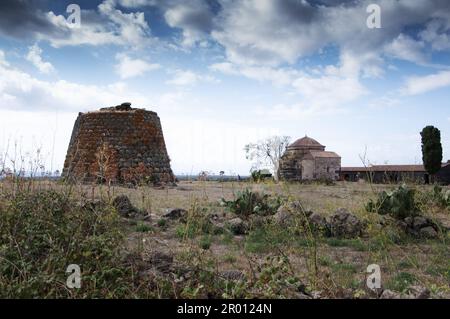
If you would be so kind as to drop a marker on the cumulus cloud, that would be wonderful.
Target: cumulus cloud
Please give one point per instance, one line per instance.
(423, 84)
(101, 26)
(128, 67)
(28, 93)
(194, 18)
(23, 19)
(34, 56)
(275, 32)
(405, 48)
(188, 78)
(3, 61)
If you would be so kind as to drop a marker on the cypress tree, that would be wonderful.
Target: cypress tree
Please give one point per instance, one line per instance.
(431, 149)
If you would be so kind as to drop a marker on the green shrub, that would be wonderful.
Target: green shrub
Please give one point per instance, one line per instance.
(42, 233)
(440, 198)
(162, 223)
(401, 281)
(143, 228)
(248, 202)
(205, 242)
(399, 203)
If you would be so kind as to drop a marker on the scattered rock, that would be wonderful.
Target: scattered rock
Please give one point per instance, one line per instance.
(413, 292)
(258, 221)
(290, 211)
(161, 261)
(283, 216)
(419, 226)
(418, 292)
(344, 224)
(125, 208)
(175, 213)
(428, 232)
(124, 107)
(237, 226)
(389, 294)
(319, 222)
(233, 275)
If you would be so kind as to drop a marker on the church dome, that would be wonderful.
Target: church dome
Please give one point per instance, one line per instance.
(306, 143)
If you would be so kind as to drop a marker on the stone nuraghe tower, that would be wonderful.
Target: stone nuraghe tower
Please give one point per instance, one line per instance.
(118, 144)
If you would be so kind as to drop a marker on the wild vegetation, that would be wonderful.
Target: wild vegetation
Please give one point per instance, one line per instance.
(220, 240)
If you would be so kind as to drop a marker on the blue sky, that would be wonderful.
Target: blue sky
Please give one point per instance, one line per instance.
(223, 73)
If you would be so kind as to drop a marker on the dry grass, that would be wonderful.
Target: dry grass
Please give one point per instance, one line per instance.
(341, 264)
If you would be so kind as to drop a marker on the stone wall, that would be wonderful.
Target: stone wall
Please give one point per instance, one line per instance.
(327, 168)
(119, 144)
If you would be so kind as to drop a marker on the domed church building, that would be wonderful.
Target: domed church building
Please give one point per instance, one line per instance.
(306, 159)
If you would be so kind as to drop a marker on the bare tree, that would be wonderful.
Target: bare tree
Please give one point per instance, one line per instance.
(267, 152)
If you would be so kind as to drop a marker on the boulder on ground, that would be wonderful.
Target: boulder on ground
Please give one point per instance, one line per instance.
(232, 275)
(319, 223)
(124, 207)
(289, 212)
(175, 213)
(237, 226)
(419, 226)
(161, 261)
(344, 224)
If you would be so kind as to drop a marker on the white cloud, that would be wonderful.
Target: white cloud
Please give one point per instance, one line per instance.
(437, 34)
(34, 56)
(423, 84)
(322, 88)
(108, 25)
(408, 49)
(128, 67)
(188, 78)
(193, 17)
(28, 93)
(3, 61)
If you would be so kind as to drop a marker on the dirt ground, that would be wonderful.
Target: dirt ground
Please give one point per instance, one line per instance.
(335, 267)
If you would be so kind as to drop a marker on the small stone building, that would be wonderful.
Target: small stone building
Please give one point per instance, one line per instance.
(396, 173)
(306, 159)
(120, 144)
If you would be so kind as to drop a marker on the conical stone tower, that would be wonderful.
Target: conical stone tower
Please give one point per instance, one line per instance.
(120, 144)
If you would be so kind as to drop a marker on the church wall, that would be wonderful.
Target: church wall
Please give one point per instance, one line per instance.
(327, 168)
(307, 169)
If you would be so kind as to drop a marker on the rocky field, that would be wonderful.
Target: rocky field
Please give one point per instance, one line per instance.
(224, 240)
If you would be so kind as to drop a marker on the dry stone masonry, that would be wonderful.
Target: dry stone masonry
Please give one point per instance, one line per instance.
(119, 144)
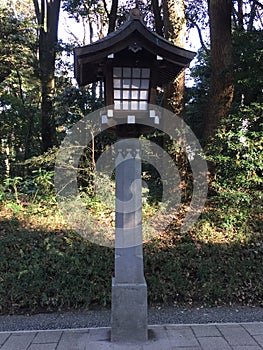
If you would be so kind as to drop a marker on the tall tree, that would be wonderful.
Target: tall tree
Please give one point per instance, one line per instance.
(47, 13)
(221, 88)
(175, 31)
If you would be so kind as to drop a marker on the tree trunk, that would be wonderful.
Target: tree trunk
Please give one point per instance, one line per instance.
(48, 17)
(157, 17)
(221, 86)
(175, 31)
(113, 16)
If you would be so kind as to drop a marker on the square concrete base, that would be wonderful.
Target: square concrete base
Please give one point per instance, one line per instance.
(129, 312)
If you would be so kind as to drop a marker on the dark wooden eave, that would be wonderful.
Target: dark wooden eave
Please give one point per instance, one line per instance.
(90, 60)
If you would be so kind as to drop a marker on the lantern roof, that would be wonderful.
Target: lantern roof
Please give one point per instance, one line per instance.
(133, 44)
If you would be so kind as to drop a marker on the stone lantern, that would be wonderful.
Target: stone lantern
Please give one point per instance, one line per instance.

════

### Short problem
Transcribe each line above verbatim, with the pictures left out.

### Task output
If you would be so kind as to drop a marker on the cumulus cloud, that would be wonderful.
Target: cumulus cloud
Please give one point per instance, one line per instance.
(423, 84)
(101, 26)
(128, 67)
(28, 93)
(194, 18)
(23, 19)
(34, 56)
(275, 32)
(405, 48)
(188, 78)
(3, 61)
If you would be so kind as to drop a marker on the cypress tree, that would be wonderful.
Target: cypress tree
Please give one point per instance, one line per instance.
(431, 149)
If you would be so kind as to drop a marker on the green shrub, that would be wonderful.
Target: green shrub
Please give one point per instance, one line per instance.
(42, 233)
(440, 198)
(162, 223)
(401, 281)
(143, 228)
(248, 202)
(205, 242)
(399, 203)
If you would be so kind as to drop a marker on the scattered rock, that would be wonderful.
Target: scattered rock
Please give one point per instance, one line per instance.
(413, 292)
(258, 221)
(290, 211)
(161, 261)
(283, 216)
(419, 226)
(418, 292)
(344, 224)
(125, 208)
(175, 213)
(428, 232)
(124, 107)
(237, 226)
(389, 294)
(319, 222)
(233, 275)
If you would be so kind as to drop a marker on the church dome, that would be wonderful.
Target: church dome
Please give one point per instance, one line per instance.
(306, 143)
If you would be so kind as to drop a marker on the stone nuraghe tower, that would be wonderful.
Target: stone nuraghe tower
Please give one point per instance, one line per instance.
(118, 144)
If you would be so kind as to drop a marker on the wild vegetation, that would be wonderful.
Target: wild vegetation
Please give one point per instance, one line per instance.
(220, 240)
If you would be so kind as to drop a marker on the blue sky, that would be wonderful.
Target: blue sky
Please give one point per instance, one line per instance.
(223, 73)
If you would be so kind as to drop a marker on the dry grass, that would be wonderful.
Target: dry grass
Please give one point per instance, one line per instance.
(341, 264)
If you would be so kind as to drop a marker on the stone wall, that would be wonderful.
Target: stone wall
Please give one point per instance, one line per instance.
(327, 168)
(119, 144)
If you would be so kind as to drop a marker on the domed church building, that would be wonderful.
Target: domed church building
Please give one point per instance, one line per instance.
(306, 159)
If you would be so kind as to drop a marker on the bare tree, that would be wonderful.
Target: bare tree
Please give one point per instance, one line per instance.
(267, 152)
If you would be so kind as to drop a marker on the boulder on ground, that would be wonderful.
Target: boulder on ground
Please give one point per instance, one line per instance.
(232, 275)
(319, 223)
(124, 207)
(289, 212)
(175, 213)
(237, 226)
(419, 226)
(161, 261)
(344, 224)
If you would be so kind as to drop a marker on the white cloud, that would be wonderful.
Target: white cloud
Please give one point per instance, one line per instance.
(437, 34)
(34, 56)
(423, 84)
(322, 88)
(108, 25)
(408, 49)
(128, 67)
(188, 78)
(193, 17)
(28, 93)
(3, 61)
If you would be so kind as to drop a marker on the dirt ground, that would be wonderful.
Target: dirt ground
Please give one point per instance, one line per instance.
(335, 267)
If you would be so kind as to drop a marker on the small stone building, that would be wonderful.
Target: small stone building
Please give one point per instance, one line per instance.
(396, 173)
(306, 159)
(120, 144)
If you would be so kind as to drop a marker on the conical stone tower, that would be wonderful.
Target: conical stone tower
Please give one point per instance, one line per instance.
(120, 144)
If you would be so kind as to drop a marker on the church wall, that would be wonderful.
Target: church wall
Please give one point per instance, one line per instance.
(327, 168)
(307, 169)
If you would be so kind as to drop a marker on the rocky field, that would be wonderful.
Target: rocky field
Please give one point per instance, one line per instance.
(224, 240)
If you would be so kind as to drop a marker on the dry stone masonry, that would be wonderful.
Target: dry stone masonry
Please give one point per instance, one line per instance.
(119, 144)
If you would be so kind as to drop a marker on the tall tree, that would be wonderful.
Target: tall tree
Please give one point per instance, one line per instance.
(47, 13)
(221, 88)
(175, 31)
If you would be so kind as to drop a marker on the tree trunk, that would be wonderful.
Target: tree trunk
Please give one point per instance, one line per instance.
(48, 17)
(157, 17)
(221, 86)
(175, 31)
(113, 16)
If you would be so kind as to drop a marker on the square concrete base, that would be wonderful.
Target: square concrete base
Please give one point per instance, one line per instance.
(129, 312)
If you would be so kind as to drop a marker on the dark wooden eave, that would be wonderful.
Target: dark wooden eave
Please give one point per instance, one line per instance.
(90, 60)
If you would be so kind as to drop a marker on the lantern roof, that would be wonderful.
Target: lantern roof
Please give one point per instance, one line per instance.
(133, 44)
If you would be so kind as to drop a marker on the stone lantern, that would be wonderful.
Target: stone lantern
Please give one point per instance, one line per instance.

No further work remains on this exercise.